# start of Article
Every Halloween if I’m able to I like to write an essay on one of the great horror movies. This particular one is very important to me in part because it’s the specific movie that turned me into a horror fan. I’ve written about it before but here I try to get at both why I still love it and how it speaks to me about the world today. Hopefully I’ve done it justice. Happy Halloween, everyone.
A NIGHTMARE ON ELM STREET begins either in the past or a dream. A montage plays inside a rectangle within the larger frame, in which the hands of Fred Krueger (Robert Englund, SLASHED DREAMS) construct what will be a major element of his iconography: his four-bladed right-hand glove. Maybe the thought at the time was that a horror movie couldn’t just jump out with a crazy weapon like that – they had to establish it.
The scene fades to black as the title comes up, and the next shot, of the blades cutting through fabric, fills the screen. We’re definitely in a dream as Tina (Amanda Wyss, FORCE: FIVE) runs from a white void into a flooded, steaming, labyrinthine boiler room where she’s stalked by Freddy, who calls her name, cackles, makes his (new?) claws squeal against metal like fingers on a chalkboard. Right when he grabs her she wakes up, escaping into reality, but she finds four slashes in her nightgown.
Tina is the canary in the coal mine for this premise that a man is haunting the dreams of teenagers and if he kills them in the dream they die in real life. Her friends have been having nightmares too, but it’s weird to tell people about your dreams in detail, so they haven’t yet put it together that they’re all about this same guy.
Still, Nancy (Heather Langenkamp, TONYA AND NANCY: THE INSIDE STORY) understands that her friend is upset. She and her boyfriend Glen (introducing Johnny Depp) come over to spend the night with Tina so she won’t be alone while her mom (Donna Woodrum, “Nurse #2,” one episode of Falcon Crest) is in Vegas with her boyfriend. Tina’s dirtbag boyfriend Rod (Jsu Garcia [as Nick Corri], GOTCHA!) also shows up to scare them and non-apologize for something he said at school, so Tina drags him into her bed. An inconvenient place to end up.
# end of Article
# start of Provided material
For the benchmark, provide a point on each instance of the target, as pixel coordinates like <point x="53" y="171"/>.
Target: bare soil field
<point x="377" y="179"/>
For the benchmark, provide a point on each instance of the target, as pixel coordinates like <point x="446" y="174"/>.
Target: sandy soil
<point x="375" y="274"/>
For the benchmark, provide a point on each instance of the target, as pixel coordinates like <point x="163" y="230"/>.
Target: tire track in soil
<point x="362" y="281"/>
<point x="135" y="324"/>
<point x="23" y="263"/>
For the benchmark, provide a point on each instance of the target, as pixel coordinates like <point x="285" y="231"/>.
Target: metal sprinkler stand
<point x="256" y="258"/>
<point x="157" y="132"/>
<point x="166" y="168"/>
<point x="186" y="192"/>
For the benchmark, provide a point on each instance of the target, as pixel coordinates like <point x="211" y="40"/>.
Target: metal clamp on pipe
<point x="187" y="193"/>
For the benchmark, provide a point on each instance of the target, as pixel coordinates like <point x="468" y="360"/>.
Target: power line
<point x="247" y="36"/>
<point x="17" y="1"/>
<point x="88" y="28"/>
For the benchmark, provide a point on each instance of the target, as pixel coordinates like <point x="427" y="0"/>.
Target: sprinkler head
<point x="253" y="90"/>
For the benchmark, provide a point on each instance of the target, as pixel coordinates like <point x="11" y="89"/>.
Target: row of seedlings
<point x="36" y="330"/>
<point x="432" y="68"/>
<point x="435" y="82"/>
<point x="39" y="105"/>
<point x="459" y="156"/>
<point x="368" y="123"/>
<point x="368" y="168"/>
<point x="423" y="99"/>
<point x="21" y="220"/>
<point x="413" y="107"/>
# end of Provided material
## Tasks for this exercise
A: Answer these questions using the essay on A Nightmare on Elm Street:
(i) How many blades does Fred Krueger's glove have?
(ii) Where is Tina's mom while Nancy and Glen stay over?
(iii) What does Tina find in her nightgown after she wakes from the boiler room dream?
B: List every actor named in the essay on A Nightmare on Elm Street.
C: In the essay on A Nightmare on Elm Street, rewrite the paragraph beginning "Tina is the canary in the coal mine" in fewer words, keeping its main facts.
The data is separate material from the essay.

## Solutions to the problems
A:
(i) Four.
(ii) In Vegas with her boyfriend.
(iii) Four slashes.

B:
Robert Englund
Amanda Wyss
Heather Langenkamp
Johnny Depp
Donna Woodrum
Jsu Garcia (credited as Nick Corri)

C: Tina is the first warning of the premise. A man haunts teenagers' dreams, and anyone he kills in a dream dies in real life. Her friends are having nightmares too. Describing dreams in detail feels odd, though, so they haven't yet realized the dreams all feature the same man.